**BLOC DE TEXTE**.
▶

Premier pourvoyeur de médailles dans l’histoire des Jeux olympiques pour la France, l’escrime tricolore termine avec un bilan satisfaisant, selon la FFE, de sept médailles dont un titre. Même si aucune équipe n’a réussi à ramener l’or. Pas si étonnant vus les derniers mois en coulisses.
Les Bleus de l’escrime terminent les Jeux olympiques de Paris avec sept médailles, dont un seul titre. Un bilan assez moyen vues les ambitions et les résultats cette saison, qui s’explique en partie par un contexte très tendu au sein de l’escrime française. La France, pour la première fois, avait qualifié ses six équipes aux JO. Elle repart avec sept médailles – record d’Atlanta égalé – mais pouvait attendre plus.
La compétition d’épée masculine s’est mal terminée pour les Bleus, à l’image de leur saison chaotique. Quatrièmes alors qu’ils visaient l’or et qu’ils avaient le bronze à portée de main avant un dernier relais incompréhensible de Yannick Borel, les Français ont très mal conclu leur saison. Mais pouvait-il en être autrement? Un tel contexte en interne, en année olympique, explique certainement beaucoup des maux des épéistes: Borel et Cannone partis s’entraîner dans leurs clubs car ils ne s’entendaient pas avec Hugues Obry, désormais ex manager des Bleus, des relations froides entre ces athlètes et le staff, peu d’échanges, un stage de préparation final sans les deux meilleurs Français, un tireur (Alexandre Bardenet, pourtant troisième français) qui conteste juste avant les Jeux sa non sélection qu’il estime être une sanction déguisée car il a aussi quitté l’INSEP…
“C’est toujours plus facile quand on est dans un contexte serein, il y a eu beaucoup de tensions toute la saison mais c’est à nous tireurs de regarder ce qu’on a fait et de regarder comment travailler à partie de ça”, disait Paul Allègre. Sur Instagram, Yannick Borel s’est livré: “Il se trouve que je suis à bout de force, vidé par une saison où le thème aura été de faire abstraction des attaques et des menaces incessantes de l’intérieur. […] J’aurai beaucoup appris sur moi et je me sens plus fort et plus résilient que je ne l’ai jamais été.”
L’après-compétition a d’ailleurs été étrange: en larmes, Luidgi Midelton (seul pensionnaire de l’INSEP qui a donc vu son entraîneur Hugues Obry écarté), était le plus touché. Romain Cannone, affecté mentalement par cette saison, semblait lui détaché: “Je trouve que tout le monde a exprimé ces qualités et je suis fier pour ça même s’il j’ai lé déception de ne pas avoir ramené de médailles.” Le manager Gauthier Grumier, pas content du comportement de certains tireurs en match, a lui filé après l’élimination. Il est parti en vacances le lendemain et ne reviendra très probablement pas.

◀

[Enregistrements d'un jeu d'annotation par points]

▶

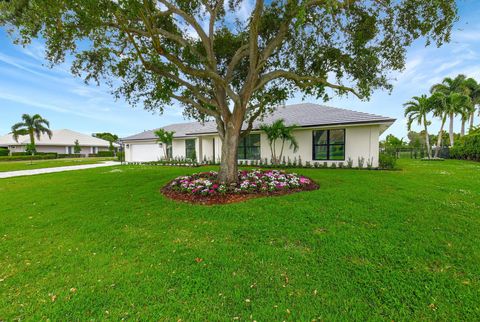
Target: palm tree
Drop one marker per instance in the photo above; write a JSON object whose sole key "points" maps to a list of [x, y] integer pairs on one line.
{"points": [[279, 131], [417, 110], [166, 138], [474, 93], [447, 87], [33, 126], [466, 112]]}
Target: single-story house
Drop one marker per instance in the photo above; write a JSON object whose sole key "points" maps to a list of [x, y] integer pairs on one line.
{"points": [[62, 142], [325, 134]]}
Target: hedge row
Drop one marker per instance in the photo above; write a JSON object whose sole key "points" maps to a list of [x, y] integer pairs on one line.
{"points": [[28, 157], [467, 148]]}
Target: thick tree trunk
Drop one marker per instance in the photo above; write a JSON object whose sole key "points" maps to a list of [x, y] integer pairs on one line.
{"points": [[427, 139], [450, 130], [228, 165], [32, 142], [440, 137]]}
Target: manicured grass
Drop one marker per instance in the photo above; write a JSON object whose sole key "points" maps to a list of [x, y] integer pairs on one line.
{"points": [[39, 164], [368, 245]]}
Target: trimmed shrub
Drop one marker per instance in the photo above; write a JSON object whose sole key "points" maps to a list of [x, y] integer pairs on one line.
{"points": [[121, 156], [28, 157], [62, 156], [387, 161]]}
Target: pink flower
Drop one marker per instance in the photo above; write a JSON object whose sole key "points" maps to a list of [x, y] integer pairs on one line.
{"points": [[304, 180]]}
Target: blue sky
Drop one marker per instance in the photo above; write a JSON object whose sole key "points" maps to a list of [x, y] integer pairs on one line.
{"points": [[28, 86]]}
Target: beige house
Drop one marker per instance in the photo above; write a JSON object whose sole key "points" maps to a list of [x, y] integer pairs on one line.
{"points": [[324, 134], [62, 142]]}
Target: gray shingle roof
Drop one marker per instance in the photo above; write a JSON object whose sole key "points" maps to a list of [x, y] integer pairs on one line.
{"points": [[303, 115]]}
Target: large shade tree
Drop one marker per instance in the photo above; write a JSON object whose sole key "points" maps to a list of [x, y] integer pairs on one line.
{"points": [[222, 67], [416, 110], [474, 94]]}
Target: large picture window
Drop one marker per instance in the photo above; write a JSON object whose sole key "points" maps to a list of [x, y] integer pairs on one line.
{"points": [[190, 152], [249, 147], [329, 145]]}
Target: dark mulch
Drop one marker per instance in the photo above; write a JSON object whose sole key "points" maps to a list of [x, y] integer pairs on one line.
{"points": [[229, 197]]}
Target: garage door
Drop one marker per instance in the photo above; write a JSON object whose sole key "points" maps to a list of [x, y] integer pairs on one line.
{"points": [[146, 152]]}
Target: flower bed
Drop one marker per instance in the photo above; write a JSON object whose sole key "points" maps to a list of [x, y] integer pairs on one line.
{"points": [[205, 188]]}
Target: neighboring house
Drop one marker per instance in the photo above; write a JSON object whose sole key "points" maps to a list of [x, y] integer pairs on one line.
{"points": [[324, 134], [62, 142]]}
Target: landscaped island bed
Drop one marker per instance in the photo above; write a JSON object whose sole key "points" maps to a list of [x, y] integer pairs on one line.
{"points": [[368, 245], [204, 187]]}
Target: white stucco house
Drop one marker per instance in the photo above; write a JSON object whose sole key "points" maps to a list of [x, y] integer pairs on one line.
{"points": [[324, 134], [62, 142]]}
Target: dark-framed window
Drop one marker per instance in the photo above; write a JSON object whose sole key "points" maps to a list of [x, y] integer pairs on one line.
{"points": [[190, 152], [249, 147], [328, 145]]}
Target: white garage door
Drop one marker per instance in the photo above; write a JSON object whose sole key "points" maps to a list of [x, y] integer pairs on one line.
{"points": [[146, 152]]}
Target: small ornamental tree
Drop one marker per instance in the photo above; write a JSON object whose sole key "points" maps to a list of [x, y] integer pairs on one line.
{"points": [[107, 137], [166, 138], [76, 147], [219, 66]]}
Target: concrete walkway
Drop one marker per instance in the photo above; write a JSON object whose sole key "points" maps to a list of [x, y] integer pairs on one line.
{"points": [[11, 174]]}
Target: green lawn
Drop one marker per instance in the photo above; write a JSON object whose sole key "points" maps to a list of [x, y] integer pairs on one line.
{"points": [[369, 245], [38, 164]]}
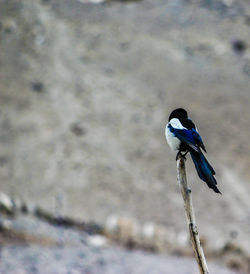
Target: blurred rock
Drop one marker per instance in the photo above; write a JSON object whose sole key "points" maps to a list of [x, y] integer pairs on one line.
{"points": [[85, 94]]}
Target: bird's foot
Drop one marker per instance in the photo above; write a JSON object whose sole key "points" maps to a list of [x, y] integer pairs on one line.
{"points": [[179, 154]]}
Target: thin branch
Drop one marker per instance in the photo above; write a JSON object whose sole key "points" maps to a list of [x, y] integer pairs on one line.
{"points": [[193, 231]]}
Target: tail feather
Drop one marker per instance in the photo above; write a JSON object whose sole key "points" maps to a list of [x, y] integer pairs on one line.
{"points": [[204, 170]]}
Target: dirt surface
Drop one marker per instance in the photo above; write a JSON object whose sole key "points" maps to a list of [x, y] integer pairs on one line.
{"points": [[34, 246], [85, 92]]}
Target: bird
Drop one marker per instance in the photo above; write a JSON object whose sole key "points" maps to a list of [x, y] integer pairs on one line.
{"points": [[183, 137]]}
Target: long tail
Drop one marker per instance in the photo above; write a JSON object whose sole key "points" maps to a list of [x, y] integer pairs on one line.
{"points": [[204, 170]]}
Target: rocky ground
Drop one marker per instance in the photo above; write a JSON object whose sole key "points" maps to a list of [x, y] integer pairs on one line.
{"points": [[85, 92]]}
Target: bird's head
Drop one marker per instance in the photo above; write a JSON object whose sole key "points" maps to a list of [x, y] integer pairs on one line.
{"points": [[178, 113]]}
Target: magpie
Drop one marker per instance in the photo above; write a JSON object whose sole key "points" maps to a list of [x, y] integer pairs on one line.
{"points": [[182, 136]]}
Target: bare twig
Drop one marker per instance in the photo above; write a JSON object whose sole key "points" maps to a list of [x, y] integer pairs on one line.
{"points": [[193, 231]]}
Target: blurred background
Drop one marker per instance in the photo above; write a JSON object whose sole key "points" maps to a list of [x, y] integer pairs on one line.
{"points": [[86, 88]]}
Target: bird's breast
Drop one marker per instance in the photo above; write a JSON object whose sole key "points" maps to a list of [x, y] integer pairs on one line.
{"points": [[173, 141]]}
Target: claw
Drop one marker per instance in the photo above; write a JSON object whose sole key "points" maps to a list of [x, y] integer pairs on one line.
{"points": [[181, 155]]}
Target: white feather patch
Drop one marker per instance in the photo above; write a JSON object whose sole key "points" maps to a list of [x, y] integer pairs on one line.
{"points": [[173, 141]]}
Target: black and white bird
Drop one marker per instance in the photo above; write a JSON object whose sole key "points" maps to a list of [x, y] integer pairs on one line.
{"points": [[182, 136]]}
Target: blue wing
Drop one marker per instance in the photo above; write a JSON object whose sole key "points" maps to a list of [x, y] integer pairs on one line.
{"points": [[189, 136]]}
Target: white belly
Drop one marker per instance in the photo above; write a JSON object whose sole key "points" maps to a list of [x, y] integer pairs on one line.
{"points": [[173, 142]]}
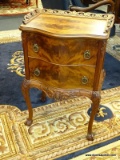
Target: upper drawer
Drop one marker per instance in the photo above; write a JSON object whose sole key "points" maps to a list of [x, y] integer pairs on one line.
{"points": [[65, 51], [62, 76]]}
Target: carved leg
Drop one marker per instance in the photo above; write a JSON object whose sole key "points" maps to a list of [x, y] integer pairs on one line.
{"points": [[25, 91], [43, 97], [95, 106]]}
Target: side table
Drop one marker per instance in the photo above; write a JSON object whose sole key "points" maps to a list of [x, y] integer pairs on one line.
{"points": [[64, 55]]}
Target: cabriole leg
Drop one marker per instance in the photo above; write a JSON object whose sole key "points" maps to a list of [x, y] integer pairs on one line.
{"points": [[95, 107], [25, 91]]}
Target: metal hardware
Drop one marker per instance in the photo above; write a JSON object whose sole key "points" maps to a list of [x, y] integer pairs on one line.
{"points": [[84, 80], [87, 54], [37, 72], [35, 47]]}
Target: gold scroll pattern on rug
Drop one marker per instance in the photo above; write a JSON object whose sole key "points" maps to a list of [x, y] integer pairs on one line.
{"points": [[58, 129]]}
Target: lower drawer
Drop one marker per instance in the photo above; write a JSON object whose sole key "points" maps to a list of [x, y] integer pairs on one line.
{"points": [[62, 76]]}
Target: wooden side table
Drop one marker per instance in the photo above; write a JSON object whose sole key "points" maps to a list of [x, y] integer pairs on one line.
{"points": [[64, 55]]}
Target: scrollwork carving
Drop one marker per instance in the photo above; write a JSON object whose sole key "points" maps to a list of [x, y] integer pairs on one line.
{"points": [[108, 17]]}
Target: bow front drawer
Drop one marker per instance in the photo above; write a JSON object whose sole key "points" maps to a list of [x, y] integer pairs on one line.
{"points": [[62, 76], [63, 51]]}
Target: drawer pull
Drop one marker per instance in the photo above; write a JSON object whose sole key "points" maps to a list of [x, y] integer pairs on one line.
{"points": [[37, 72], [84, 80], [87, 54], [35, 47]]}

◀

**TÂCHES À RÉALISER**.
a – Selon le texte sur l'escrime, combien de médailles les Bleus rapportent-ils des Jeux olympiques de Paris ?
b – Mettez dans un tableau Markdown à deux colonnes, « Num » et « Contenu », les lignes du listing allant de celle qui contient « Target: bow front drawer » jusqu'à la fin du listing incluse, sans les lignes vides.
Le texte et le listing n'ont aucun lien entre eux.

**RÉPONSES ATTENDUES**.
a – Sept médailles, dont un seul titre.

b –
| Num | Contenu |
|---|---|
| 1 | Target: bow front drawer |
| 2 | Drop one marker per instance in the photo above; write a JSON object whose sole key "points" maps to a list of [x, y] integer pairs on one line. |
| 3 | {"points": [[62, 76], [63, 51]]} |
| 4 | Target: drawer pull |
| 5 | Drop one marker per instance in the photo above; write a JSON object whose sole key "points" maps to a list of [x, y] integer pairs on one line. |
| 6 | {"points": [[37, 72], [84, 80], [87, 54], [35, 47]]} |